* _Prompt_
Each line of the data holding "query" should be found and copied.

BEGIN Provided records

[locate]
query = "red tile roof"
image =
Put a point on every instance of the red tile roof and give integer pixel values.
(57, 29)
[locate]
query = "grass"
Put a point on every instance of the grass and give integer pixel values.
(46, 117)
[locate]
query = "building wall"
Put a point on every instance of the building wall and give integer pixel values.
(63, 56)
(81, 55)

END Provided records
BEGIN Provided records

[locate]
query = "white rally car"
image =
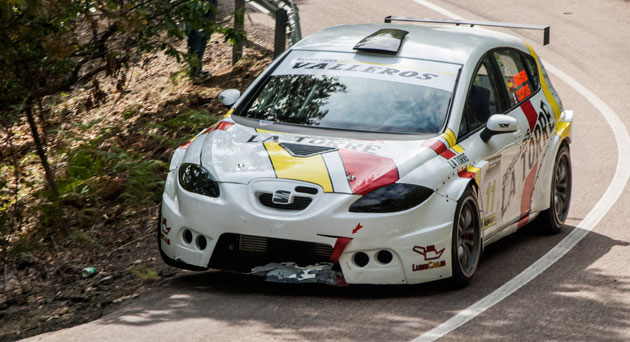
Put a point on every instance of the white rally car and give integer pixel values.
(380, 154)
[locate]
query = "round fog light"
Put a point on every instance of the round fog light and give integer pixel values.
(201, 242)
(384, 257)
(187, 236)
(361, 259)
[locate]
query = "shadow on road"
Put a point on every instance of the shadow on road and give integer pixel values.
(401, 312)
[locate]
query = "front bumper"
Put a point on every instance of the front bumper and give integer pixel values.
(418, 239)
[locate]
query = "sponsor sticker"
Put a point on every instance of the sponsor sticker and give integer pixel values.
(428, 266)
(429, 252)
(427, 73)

END Provided records

* _Exercise response_
query = "red tile roof"
query = "grass"
query = "building wall"
query = "white rally car"
query = "round fog light"
query = "shadow on road"
query = "front bumper"
query = "sponsor sticker"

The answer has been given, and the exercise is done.